Mythology is, in its origin, most generally either a mere figure of speech or a poetical explanation suggested by the grammatical form or etymological meaning of words, indicating certain striking natural phenomena. In the primary stage of their production, [[22]]Myths may be supposed to have been always understood in their true original character; and it is only when in the course of generations their real origin has been obscured, and they have become merely the petrified excrescences of a traditionary creed, that their apparent absurdity makes them at first sight almost inexplicable, particularly when found among nations of a high intelligence.
The humbler sisters of the Myths, the Fables based on the natural propensities of animals, are not obscured in their real character so easily as the former, and have, on that account, more generally retained their simple usefulness as moral teachers; so, though they may have preceded even Myths as to the date of their first conception, they yet outlive them as real and salutary elements of the best national literatures: not that Myths had not their own beneficial sphere in the education of mankind, as leading them on to higher abstract ideas, and even deeper religious thoughts, but their very power of exerting a much deeper influence on the destinies of our race, made it essential that they should have a more transitory existence in the civilizing process of the Sexdenoting nations—who have to give up mythologies so soon as through them they have gained higher religious ideas—while [[23]]Fables, which never claim so high a place among the elements of furthering the eliminating process of our species, remain always welcome to most classes of readers at certain periods of their intellectual development.
Children, and also simple-minded grown-up people, whose taste has not been spoiled by the poison of over-exciting reading, will always be amused by the quaintly expressed moral lessons which they receive through every good Fable; and the more thorough student of literature will also regard with pleasure these first innocent plays of awakening human imagination. To all these the Hottentot Fables offered here may not be unwelcome as a fresh store of original compositions, or even as old acquaintances who gain a new interest in different clothing and scenery.
To make these Hottentot Fables readable for the general public, a few slight omissions and alterations of what would otherwise have been too naked for the English eye were necessary, but they do not in any essential way affect the spirit of the Fables. Otherwise, the translation is faithful to the original, though not exactly literal.
It would of course be presumptuous to believe that [[24]]we could here discuss fully the originality or date of composition of these Fables, and all the many questions involved therein.
The modern origin of some of the Fables, as, for instance, that of The Cock (12), Fish-Stealing (8), The Judgment of the Baboon (17), and The Curse of the Horse (30), is very evident; others, e.g., The White Man and the Snake (5 & 6), indicate clearly a European origin. Others, however, have strong claims to be regarded not merely as genuine products of the Hottentot mind, but even as portions of a traditionary Native literature, anterior in its origin to the advent of Europeans.
That the latter is a true view of the subject becomes perhaps the more conclusive by the intimate relations in which, among the Hottentots, Myths still stand to Fables; in fact, a true mythology can hardly be said to exist among them; for Myths (as that of The Origin of Death) are in reality as much Fables as Myths; but we may consider these as analogous to the first germs whence sprung those splendid mythologies which have filled with deep devotional feelings the hearts of many millions among the most intelligent races of the earth. [[25]]
This higher flight of the imaginative faculty which the Sexdenoting nations possess (through the stimulus of this personification of impersonal things, consequent upon the grammatical structure of their languages), and what it had been to them, becomes the more evident if we compare their literature with that of the Kafirs and other black tribes of South Africa.

Challenge 1 — Translate into French the following sentence from the passage on Hottentot fables: "Otherwise, the translation is faithful to the original, though not exactly literal."

Material supplied —

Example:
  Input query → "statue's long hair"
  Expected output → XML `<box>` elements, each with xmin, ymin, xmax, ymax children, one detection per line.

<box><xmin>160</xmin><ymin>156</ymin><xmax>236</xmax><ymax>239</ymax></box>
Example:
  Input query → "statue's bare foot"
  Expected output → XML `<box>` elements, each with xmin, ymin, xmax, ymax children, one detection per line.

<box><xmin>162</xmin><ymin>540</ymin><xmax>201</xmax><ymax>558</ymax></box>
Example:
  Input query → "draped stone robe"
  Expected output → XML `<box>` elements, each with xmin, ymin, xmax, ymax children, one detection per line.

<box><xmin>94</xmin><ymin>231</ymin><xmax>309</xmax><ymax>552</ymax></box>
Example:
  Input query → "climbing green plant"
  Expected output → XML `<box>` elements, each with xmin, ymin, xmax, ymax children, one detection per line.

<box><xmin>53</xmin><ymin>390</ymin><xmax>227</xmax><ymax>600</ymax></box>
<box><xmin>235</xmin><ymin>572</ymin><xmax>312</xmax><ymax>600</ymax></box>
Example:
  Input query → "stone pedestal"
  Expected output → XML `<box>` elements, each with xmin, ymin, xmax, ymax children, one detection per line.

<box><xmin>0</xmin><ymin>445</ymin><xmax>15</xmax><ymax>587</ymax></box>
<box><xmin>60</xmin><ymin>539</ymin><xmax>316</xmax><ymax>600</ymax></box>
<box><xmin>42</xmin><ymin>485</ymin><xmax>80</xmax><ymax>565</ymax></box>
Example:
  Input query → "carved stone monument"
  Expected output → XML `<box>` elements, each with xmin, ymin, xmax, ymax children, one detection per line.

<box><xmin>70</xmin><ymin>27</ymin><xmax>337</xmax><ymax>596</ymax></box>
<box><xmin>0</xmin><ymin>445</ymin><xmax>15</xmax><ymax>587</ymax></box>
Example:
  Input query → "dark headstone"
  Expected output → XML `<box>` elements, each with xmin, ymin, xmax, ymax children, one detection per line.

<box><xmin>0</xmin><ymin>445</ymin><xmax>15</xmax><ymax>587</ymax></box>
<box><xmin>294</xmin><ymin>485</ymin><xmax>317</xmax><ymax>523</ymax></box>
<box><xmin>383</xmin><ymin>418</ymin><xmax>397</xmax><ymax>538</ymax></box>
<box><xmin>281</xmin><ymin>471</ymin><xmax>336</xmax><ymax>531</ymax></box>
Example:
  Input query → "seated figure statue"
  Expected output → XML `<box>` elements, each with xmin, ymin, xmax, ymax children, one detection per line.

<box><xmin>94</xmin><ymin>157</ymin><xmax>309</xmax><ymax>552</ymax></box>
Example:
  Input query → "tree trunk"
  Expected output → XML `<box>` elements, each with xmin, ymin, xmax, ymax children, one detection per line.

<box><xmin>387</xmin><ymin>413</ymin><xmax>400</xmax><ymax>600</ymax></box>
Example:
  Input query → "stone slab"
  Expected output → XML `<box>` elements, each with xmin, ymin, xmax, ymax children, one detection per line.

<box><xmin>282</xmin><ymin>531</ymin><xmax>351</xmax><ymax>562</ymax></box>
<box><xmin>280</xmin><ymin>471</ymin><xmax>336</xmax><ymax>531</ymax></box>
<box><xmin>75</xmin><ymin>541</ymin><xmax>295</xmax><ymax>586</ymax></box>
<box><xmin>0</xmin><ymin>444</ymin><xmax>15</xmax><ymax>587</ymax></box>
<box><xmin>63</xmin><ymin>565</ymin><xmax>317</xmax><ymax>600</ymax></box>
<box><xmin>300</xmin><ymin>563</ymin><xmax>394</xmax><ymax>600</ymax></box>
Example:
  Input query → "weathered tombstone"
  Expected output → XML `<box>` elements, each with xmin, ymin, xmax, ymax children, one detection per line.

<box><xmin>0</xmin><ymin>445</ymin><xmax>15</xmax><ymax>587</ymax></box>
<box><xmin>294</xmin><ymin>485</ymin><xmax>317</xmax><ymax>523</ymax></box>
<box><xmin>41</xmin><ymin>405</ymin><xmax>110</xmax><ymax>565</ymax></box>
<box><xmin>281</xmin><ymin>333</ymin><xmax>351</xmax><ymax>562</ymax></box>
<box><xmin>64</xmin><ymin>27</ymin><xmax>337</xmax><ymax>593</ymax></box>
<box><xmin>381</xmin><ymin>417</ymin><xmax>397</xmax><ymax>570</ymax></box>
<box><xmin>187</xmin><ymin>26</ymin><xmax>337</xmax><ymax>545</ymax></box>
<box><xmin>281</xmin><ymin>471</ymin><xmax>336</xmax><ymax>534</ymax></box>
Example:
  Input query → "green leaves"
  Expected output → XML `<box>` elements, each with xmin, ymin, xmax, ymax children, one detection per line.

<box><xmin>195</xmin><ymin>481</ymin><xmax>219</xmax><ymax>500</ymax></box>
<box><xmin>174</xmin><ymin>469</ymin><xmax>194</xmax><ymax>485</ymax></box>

Challenge 2 — Extract from the records every line that contains the string "green".

Written reply 1 — Pour le reste, la traduction est fidèle à l'original, sans être tout à fait littérale.

Written reply 2 —
  Input query → "climbing green plant"
  Input query → "green leaves"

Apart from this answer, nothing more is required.